◆ **BITTE BEARBEITEN**:
1 – Gib aus der Diskussion über Kleidung und Rollensignale den Abschnitt wörtlich aus, der mit „Nein, das ist“ anfängt und bis „Ende der Hierarchie.“ reicht.
2 – Woran erkennt man laut der Diskussion über Kleidung und Rollensignale bei einer Versammlung vermutlich den Chef?
3 – Führe die Diskussion über Kleidung und Rollensignale nach ihrem letzten Satz weiter.

◆ **TEXTAUSZUG**:
»»
Kleidung, verwendete Fremdwörter, Mimik und anderes wird im Alltag von vielen Mitmenschen anscheinend zur Eingruppierung von Personen verwendet.

Was aber hat z.B. die Kleidung mit fachlicher Kompetenz zu tun? Ist das Wissen um subkulturelle Standesbräuche und deren Anwendung ein Merkmal, das berechtigte Signalwirkung hat? Oder handelt es sich hier um einen weit verbreiteten Aberglauben, der Mimikry als reizvoll erscheinen lässt?

Warum benötigen viele Menschen offenbar solches Brauchtum um sich zu orientieren?
25.04.08, 23:19:53

drvaust

Zitat von 55555:
Warum benötigen viele Menschen offenbar solches Brauchtum um sich zu orientieren?
Was machst Du, wenn Du in eine völlig unbekannte Gruppe kommst und schnell richtig agieren mußt? Wenn Du die richtigen Leute ansprechen mußt, den Chef als wichtig erkennen mußt, Deinen Platz finden mußt usw.? Dann mußt Du möglichst schnell erkennen, wer welche Rolle hat. Dabei helfen übliche Signale, die die Rollen kennzeichnen.
Das ist aber, meiner Meinung nach, für Autisten schwieriger, weil die meisten Signale schlecht erkannt werden.
Zitat von 55555:
Oder handelt es sich hier um einen weit verbreiteten Aberglauben, der Mimikry als reizvoll erscheinen lässt?
Nein, das ist ein übliches Rollensystem, mit entsprechenden Signalen, das auch der Orientierung dient.
Z.B. bei einer Versammlung: wer, als einer der letzten, forsch den Raum betritt, allen zunickt und sich gleich an die Stirnseite des Tisches setzt, ist vermutlich der Chef. Wer sich ruhig in die Ecke verzieht und nichts sagt, evtl. noch Kaffee holt, ist vermutlich am unteren Ende der Hierarchie.
««
◆ **GESPEICHERTE DATEN**:
»»
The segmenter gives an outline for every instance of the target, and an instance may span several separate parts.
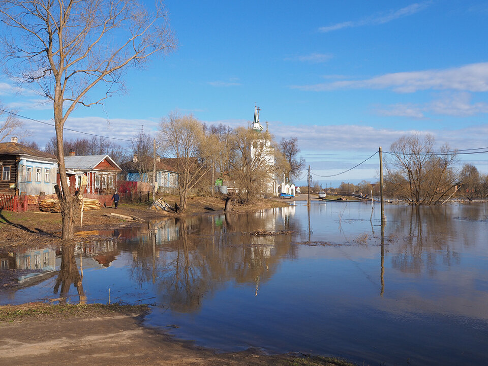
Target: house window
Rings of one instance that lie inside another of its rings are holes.
[[[2,180],[10,180],[10,167],[8,165],[3,167],[2,168]]]

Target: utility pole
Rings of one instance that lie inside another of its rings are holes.
[[[309,176],[307,178],[307,180],[308,184],[308,189],[307,190],[307,204],[310,206],[310,165],[309,165]]]
[[[156,139],[152,139],[152,202],[156,196]]]
[[[383,155],[381,152],[381,146],[380,146],[380,200],[381,205],[381,226],[385,224],[386,217],[385,216],[384,202],[383,198]]]

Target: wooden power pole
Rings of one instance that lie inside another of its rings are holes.
[[[310,166],[309,165],[309,175],[307,178],[307,181],[308,184],[308,189],[307,190],[307,204],[310,205]]]
[[[152,202],[156,196],[156,139],[152,139]]]
[[[383,155],[381,152],[381,146],[380,146],[380,200],[381,206],[381,226],[385,224],[386,217],[385,216],[384,201],[383,198]]]

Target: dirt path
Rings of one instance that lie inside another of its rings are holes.
[[[140,325],[140,317],[24,319],[0,323],[0,364],[340,365],[252,351],[215,354]]]

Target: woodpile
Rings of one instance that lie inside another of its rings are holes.
[[[42,200],[39,202],[39,210],[43,212],[56,212],[61,211],[57,200]]]
[[[102,208],[98,200],[96,198],[83,198],[83,210],[100,209]],[[81,202],[80,202],[80,210],[81,210]],[[42,200],[39,202],[39,210],[42,212],[61,212],[61,206],[57,199]]]

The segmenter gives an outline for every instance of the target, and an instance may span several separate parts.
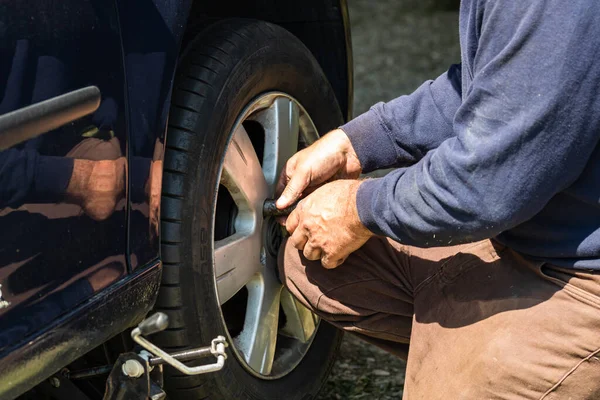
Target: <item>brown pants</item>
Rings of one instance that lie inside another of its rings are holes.
[[[337,327],[406,358],[404,399],[600,399],[600,274],[486,240],[373,238],[326,270],[290,244],[281,277]]]

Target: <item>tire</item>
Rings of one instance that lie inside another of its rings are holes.
[[[182,57],[165,150],[163,277],[155,306],[169,317],[169,328],[154,337],[167,351],[206,346],[223,334],[212,252],[220,165],[236,118],[252,99],[272,91],[297,99],[318,132],[343,122],[318,63],[281,27],[224,20],[201,32]],[[166,368],[168,398],[315,398],[333,366],[340,340],[341,332],[321,322],[304,358],[277,379],[250,373],[230,346],[220,372],[186,376]]]

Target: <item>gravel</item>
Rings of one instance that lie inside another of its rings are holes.
[[[460,61],[458,0],[349,0],[354,115]],[[346,334],[320,400],[402,397],[404,361]]]

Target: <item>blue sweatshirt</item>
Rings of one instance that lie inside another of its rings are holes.
[[[463,0],[462,64],[344,125],[373,232],[600,269],[600,2]]]

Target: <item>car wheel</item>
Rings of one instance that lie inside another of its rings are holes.
[[[282,286],[283,231],[263,218],[262,205],[285,161],[342,122],[318,63],[281,27],[225,20],[186,49],[169,114],[155,307],[170,325],[155,340],[177,351],[224,335],[230,346],[220,372],[167,369],[169,398],[318,393],[341,333]]]

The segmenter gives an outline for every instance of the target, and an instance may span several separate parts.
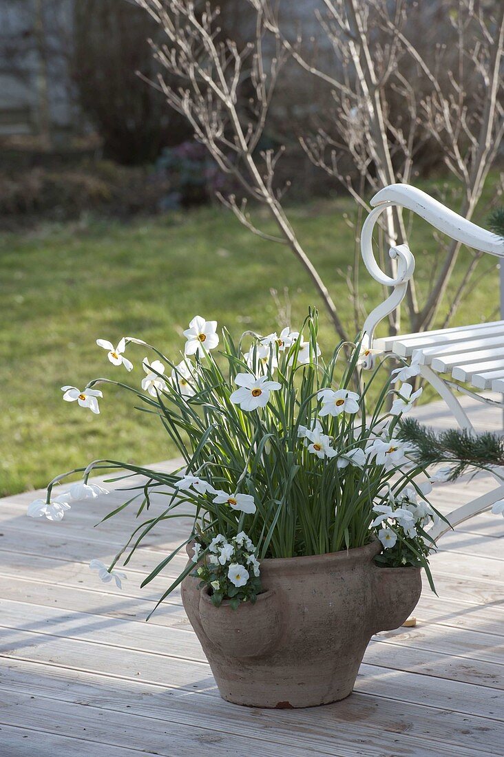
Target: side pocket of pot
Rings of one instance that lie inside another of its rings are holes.
[[[205,634],[228,657],[261,657],[276,646],[281,634],[278,597],[274,590],[259,594],[254,604],[233,609],[228,602],[211,603],[208,590],[199,597],[199,619]]]
[[[421,593],[419,568],[380,568],[374,565],[376,628],[379,631],[398,628],[417,606]]]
««
◆ **LÖSUNGEN**:
1 –
Nein, das ist ein übliches Rollensystem, mit entsprechenden Signalen, das auch der Orientierung dient.
Z.B. bei einer Versammlung: wer, als einer der letzten, forsch den Raum betritt, allen zunickt und sich gleich an die Stirnseite des Tisches setzt, ist vermutlich der Chef. Wer sich ruhig in die Ecke verzieht und nichts sagt, evtl. noch Kaffee holt, ist vermutlich am unteren Ende der Hierarchie.

2 – Er betritt als einer der letzten forsch den Raum, nickt allen zu und setzt sich gleich an die Stirnseite des Tisches.

3 –
Oder in einer Werkstatt: wer da im Anzug rumläuft und sich umsieht, gelegentlich Anweisungen gibt, ist vermutlich ein hoher Chef. Wer dabei Arbeitskleidung trägt, ist nur ein Werkstattchef. Wer in Arbeitskleidung bei jedem Hinweis sofort losläuft, um etwas zu erledigen, ist nur ein einfacher Arbeiter.
Wer von Effizienzsteigerung, Personalbedarf und Kosteneinsparung redet, ist vermutlich ein Leiter. Wer von Zielgruppen und Öffentlichkeitswirkung redet, gehört zu Absatz oder Werbung. Wer örtlichen Dialekt spricht, ist nur von örtlicher Bedeutung. Wer Hochsprache, evtl. einen leichten fremden Dialekt, spricht, ist von überregionaler Bedeutung. Wer viele Fremdwörter benutzt, ist von hoher, evtl. internationaler, Bedeutung (oder ein Angeber).

Durch diese Signale wird die gesellschaftliche Stellung angezeigt. Wer sich nicht an diese Regeln hält, bekommt Ärger. Das können die Leute garnicht leiden, wenn jemand anders wirkt, als seiner Stellung entspricht.
Z.B. meine Großmutter hatte sich mal aufgeregt, weil ein Arzt, also ein Halbgott in Weiß, Jeans und einen weiten Pullover trug. Dafür trat ein Krankenpfleger wie ein Arzt auf.
Ich beherrsche dieses System nicht richtig, verstehe und erkenne vieles nicht. Früher hatte ich oft Probleme, weil ich zu zaghaft auftrat und mich gerne ins Abseits verzog, dadurch wurde ich nicht richtig ernst genommen. Jetzt trete ich eher wie ein Chef auf, das macht mich erfolgreicher, aber die Chefs können mich nicht leiden.
25.04.08, 23:32:00

bianka018

Zitat von 55555:
Kleidung, verwendete Fremdwörter, Mimik und anderes wird im Alltag von vielen Mitmenschen anscheinend zur Eingruppierung von Personen verwendet.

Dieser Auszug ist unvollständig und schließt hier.